Records contained in a dataset
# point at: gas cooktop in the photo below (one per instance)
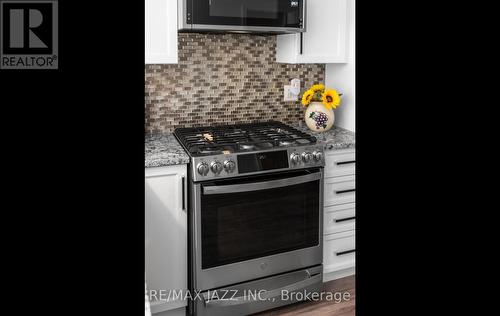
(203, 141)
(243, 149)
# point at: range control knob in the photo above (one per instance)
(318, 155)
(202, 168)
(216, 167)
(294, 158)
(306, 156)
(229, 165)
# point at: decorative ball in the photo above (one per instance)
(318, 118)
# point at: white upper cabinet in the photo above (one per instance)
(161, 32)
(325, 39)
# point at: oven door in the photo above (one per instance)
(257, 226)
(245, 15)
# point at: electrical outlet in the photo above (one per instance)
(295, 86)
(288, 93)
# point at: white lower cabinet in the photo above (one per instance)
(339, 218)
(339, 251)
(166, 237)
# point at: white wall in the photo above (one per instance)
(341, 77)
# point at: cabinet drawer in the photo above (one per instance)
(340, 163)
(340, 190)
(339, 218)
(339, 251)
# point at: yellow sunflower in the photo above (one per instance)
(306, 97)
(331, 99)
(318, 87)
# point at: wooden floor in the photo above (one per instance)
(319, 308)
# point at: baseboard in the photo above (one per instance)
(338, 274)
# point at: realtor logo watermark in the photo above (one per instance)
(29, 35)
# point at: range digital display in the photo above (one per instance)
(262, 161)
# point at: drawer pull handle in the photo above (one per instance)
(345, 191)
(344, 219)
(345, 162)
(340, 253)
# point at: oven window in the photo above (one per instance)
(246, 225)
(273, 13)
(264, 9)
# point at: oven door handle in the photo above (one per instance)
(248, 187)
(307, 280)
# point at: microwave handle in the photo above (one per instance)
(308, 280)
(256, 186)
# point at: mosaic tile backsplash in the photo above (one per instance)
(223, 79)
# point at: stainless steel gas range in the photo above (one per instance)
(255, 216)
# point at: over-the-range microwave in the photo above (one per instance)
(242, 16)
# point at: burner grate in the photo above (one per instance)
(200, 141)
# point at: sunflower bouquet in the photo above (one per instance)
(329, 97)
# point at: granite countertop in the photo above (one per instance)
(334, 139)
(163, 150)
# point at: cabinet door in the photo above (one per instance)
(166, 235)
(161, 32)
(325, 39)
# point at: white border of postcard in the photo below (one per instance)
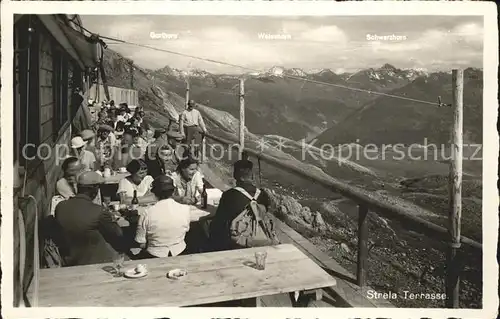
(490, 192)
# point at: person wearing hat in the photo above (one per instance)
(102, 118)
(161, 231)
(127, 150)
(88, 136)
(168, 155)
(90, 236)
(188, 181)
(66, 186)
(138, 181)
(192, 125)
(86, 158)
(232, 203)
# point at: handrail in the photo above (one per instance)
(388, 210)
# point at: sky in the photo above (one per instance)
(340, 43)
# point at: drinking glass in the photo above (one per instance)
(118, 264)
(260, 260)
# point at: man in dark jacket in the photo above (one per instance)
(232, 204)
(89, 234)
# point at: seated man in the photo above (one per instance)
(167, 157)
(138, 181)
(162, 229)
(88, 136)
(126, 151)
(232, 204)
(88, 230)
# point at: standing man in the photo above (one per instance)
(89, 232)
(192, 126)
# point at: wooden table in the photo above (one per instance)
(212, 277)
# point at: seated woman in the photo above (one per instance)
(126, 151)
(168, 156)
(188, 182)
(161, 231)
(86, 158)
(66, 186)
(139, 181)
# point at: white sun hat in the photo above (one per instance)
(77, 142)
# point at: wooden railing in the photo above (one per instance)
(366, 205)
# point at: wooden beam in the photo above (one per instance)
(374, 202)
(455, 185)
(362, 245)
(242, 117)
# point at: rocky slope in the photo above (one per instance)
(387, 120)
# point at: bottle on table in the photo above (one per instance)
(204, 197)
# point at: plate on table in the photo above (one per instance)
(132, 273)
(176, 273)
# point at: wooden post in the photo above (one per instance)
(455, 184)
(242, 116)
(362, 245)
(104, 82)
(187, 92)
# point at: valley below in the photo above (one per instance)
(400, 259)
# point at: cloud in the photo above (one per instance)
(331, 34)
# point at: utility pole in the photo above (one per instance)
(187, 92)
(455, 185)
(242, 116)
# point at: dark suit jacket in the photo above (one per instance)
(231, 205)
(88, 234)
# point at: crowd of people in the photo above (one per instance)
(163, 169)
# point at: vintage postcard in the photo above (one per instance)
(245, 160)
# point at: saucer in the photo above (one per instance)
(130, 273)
---
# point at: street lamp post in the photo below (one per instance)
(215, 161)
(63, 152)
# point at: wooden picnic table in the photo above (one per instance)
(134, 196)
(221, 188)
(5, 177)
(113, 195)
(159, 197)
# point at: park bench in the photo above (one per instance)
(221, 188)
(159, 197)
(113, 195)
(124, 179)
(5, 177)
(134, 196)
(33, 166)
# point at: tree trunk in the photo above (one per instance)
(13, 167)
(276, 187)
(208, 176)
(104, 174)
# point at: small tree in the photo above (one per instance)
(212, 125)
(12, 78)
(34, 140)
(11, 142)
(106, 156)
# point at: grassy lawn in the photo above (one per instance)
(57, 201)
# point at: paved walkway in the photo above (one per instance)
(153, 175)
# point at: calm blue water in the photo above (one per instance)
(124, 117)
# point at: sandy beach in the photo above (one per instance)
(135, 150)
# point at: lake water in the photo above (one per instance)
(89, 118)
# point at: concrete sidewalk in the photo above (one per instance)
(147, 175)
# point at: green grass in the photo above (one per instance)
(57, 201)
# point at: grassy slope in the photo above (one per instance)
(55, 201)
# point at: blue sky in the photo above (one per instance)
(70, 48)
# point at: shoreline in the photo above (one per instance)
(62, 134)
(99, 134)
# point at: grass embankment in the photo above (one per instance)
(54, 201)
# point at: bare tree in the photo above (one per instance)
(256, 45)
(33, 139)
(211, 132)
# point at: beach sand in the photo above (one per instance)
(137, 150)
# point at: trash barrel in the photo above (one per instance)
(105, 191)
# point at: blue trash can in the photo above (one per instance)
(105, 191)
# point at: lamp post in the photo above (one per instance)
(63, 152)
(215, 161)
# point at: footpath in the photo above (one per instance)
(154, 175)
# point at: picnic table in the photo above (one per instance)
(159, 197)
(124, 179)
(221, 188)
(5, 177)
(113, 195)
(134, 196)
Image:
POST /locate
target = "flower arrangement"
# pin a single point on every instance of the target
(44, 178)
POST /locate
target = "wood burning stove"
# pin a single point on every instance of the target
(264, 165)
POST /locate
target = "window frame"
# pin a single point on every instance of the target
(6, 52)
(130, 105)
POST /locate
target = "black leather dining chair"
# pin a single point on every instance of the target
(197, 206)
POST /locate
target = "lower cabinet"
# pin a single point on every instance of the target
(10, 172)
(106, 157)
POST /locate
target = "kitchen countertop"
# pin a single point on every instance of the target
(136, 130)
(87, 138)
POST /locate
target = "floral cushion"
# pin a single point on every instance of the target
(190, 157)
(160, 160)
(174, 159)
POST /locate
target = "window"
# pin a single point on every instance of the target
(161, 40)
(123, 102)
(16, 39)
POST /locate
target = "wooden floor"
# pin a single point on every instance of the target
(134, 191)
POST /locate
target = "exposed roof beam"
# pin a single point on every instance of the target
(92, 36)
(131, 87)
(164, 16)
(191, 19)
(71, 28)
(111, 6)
...
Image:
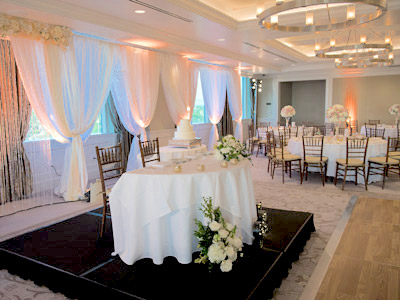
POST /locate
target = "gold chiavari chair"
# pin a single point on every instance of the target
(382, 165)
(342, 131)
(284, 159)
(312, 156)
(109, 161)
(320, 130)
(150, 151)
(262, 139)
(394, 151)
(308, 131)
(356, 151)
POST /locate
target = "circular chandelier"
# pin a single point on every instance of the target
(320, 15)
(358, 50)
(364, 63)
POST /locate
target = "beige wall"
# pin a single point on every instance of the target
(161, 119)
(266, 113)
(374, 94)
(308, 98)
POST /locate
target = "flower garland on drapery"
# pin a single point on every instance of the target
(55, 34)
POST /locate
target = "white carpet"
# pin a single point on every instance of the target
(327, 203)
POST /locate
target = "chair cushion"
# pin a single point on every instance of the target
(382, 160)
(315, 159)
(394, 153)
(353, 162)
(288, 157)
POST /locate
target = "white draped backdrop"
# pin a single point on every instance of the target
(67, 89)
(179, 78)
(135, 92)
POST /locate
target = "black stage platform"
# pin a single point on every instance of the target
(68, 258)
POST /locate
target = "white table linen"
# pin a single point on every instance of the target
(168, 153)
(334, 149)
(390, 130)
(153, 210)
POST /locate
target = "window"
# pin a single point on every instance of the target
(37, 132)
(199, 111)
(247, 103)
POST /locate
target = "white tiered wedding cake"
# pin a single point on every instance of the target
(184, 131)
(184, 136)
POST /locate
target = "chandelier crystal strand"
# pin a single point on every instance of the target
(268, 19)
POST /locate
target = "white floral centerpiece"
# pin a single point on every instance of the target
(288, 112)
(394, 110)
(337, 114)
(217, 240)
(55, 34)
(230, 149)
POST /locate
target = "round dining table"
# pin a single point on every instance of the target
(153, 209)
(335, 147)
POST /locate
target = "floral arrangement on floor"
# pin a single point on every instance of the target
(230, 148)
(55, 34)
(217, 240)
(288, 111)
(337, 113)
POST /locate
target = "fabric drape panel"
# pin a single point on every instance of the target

▶ **WORK TASK**
Give the count of lines in the entries above that hold the word "black", with no other words.

▶ **RESULT OF THIS TASK**
2